Problem requirements
Repeat, with no changes, everything in the items below from the very first line down to the line that contains "109 576 L 97", including both of those lines.

Records shown
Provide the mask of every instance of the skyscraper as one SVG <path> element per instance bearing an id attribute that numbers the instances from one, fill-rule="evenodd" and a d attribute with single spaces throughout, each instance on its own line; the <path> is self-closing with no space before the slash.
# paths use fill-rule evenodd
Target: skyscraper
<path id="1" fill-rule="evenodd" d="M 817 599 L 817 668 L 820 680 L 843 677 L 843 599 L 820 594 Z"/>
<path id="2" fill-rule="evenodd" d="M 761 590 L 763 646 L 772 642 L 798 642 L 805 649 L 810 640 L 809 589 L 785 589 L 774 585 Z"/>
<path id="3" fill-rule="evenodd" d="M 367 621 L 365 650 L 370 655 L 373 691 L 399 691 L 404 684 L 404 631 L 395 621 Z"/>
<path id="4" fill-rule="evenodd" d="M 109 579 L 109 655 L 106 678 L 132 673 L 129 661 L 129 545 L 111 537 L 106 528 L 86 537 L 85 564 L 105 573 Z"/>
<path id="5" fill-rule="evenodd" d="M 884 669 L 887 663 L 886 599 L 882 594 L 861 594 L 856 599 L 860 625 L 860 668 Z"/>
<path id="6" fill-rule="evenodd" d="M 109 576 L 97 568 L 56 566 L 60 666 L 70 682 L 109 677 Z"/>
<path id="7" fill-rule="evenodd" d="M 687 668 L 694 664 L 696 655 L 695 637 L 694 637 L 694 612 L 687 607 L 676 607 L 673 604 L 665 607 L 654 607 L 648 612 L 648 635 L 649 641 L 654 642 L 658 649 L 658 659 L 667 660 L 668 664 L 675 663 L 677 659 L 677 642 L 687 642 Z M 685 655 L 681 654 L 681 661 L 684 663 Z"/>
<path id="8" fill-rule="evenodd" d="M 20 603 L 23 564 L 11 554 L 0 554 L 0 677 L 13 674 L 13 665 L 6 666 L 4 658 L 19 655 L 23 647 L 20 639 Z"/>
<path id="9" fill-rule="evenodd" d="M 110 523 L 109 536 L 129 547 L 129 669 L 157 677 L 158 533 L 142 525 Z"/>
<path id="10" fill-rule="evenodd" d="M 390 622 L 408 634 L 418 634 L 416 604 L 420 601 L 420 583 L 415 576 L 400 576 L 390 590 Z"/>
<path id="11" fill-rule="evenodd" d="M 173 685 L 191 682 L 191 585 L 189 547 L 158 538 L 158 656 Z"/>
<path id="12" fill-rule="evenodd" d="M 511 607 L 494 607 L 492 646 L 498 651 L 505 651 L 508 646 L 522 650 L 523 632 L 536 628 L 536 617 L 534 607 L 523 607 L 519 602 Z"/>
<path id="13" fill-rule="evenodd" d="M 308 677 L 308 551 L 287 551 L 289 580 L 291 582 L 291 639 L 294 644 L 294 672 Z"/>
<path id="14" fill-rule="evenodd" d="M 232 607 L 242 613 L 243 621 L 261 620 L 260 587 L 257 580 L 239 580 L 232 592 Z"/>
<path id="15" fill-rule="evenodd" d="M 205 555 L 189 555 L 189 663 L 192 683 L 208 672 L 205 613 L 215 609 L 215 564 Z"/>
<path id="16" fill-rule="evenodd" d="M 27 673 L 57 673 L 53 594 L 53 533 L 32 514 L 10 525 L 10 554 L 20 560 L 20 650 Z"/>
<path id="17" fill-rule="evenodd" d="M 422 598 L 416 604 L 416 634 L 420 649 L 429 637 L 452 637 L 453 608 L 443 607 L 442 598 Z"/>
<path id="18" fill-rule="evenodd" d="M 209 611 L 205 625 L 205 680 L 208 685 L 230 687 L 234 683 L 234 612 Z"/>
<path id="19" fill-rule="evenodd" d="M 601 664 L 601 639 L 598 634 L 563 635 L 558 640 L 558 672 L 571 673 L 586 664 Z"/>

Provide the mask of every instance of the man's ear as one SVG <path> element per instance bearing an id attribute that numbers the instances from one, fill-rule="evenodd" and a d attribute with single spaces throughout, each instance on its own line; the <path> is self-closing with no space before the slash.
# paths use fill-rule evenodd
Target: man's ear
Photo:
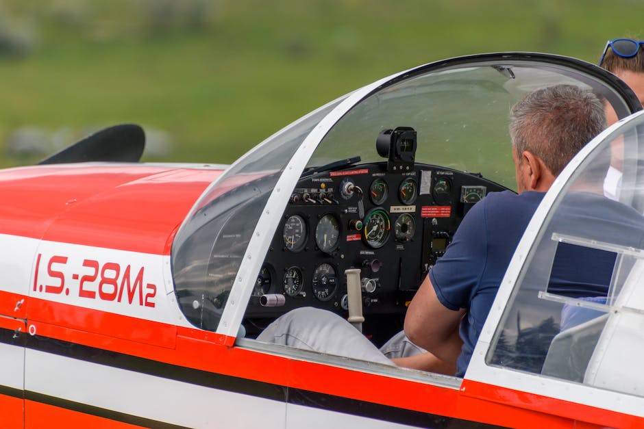
<path id="1" fill-rule="evenodd" d="M 526 191 L 545 192 L 554 181 L 555 175 L 545 165 L 543 160 L 529 151 L 521 154 L 522 179 Z"/>
<path id="2" fill-rule="evenodd" d="M 541 159 L 528 151 L 523 151 L 519 159 L 519 174 L 525 190 L 536 190 L 541 178 Z"/>

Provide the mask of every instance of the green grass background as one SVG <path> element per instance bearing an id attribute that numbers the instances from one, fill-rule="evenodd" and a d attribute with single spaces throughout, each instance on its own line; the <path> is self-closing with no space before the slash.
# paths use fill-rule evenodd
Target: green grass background
<path id="1" fill-rule="evenodd" d="M 35 160 L 6 151 L 21 127 L 123 122 L 171 136 L 145 161 L 230 163 L 401 70 L 499 51 L 596 62 L 643 17 L 639 0 L 5 0 L 0 30 L 31 47 L 0 55 L 0 165 Z"/>

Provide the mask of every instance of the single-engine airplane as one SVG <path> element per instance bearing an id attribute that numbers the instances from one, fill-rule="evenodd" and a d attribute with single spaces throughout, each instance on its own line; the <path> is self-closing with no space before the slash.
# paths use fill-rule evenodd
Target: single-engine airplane
<path id="1" fill-rule="evenodd" d="M 515 186 L 510 106 L 556 83 L 622 119 L 546 194 L 463 378 L 257 339 L 302 307 L 376 345 L 399 330 L 467 211 Z M 557 220 L 618 143 L 619 202 L 644 211 L 641 109 L 584 62 L 483 54 L 367 85 L 230 166 L 140 163 L 128 125 L 3 170 L 1 426 L 644 427 L 644 244 Z M 562 244 L 615 254 L 605 304 L 548 290 Z M 597 317 L 560 332 L 565 306 Z"/>

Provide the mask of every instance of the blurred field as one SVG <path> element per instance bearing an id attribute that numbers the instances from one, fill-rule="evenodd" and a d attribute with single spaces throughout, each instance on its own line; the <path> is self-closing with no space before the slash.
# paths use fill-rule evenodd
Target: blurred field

Result for this exercise
Provide the mask of every instance of the skyscraper as one SVG <path> element per instance bearing an id attribute that numbers the instances from one, fill-rule="evenodd" and a d attribute with single spaces throughout, each instance on its own line; the <path> is self-closing with no space before the slash.
# paths use fill-rule evenodd
Target: skyscraper
<path id="1" fill-rule="evenodd" d="M 817 599 L 817 668 L 820 680 L 843 677 L 843 599 L 820 594 Z"/>
<path id="2" fill-rule="evenodd" d="M 761 590 L 763 646 L 772 642 L 798 642 L 805 649 L 810 640 L 809 589 L 785 589 L 774 585 Z"/>
<path id="3" fill-rule="evenodd" d="M 367 621 L 365 650 L 370 655 L 373 691 L 399 691 L 404 684 L 404 631 L 395 621 Z"/>
<path id="4" fill-rule="evenodd" d="M 109 579 L 109 655 L 106 678 L 132 673 L 129 661 L 129 545 L 111 537 L 106 528 L 86 537 L 85 564 L 105 573 Z"/>
<path id="5" fill-rule="evenodd" d="M 884 669 L 887 663 L 886 599 L 882 594 L 861 594 L 856 599 L 860 625 L 860 668 Z"/>
<path id="6" fill-rule="evenodd" d="M 109 576 L 97 568 L 56 566 L 60 666 L 70 682 L 109 677 Z"/>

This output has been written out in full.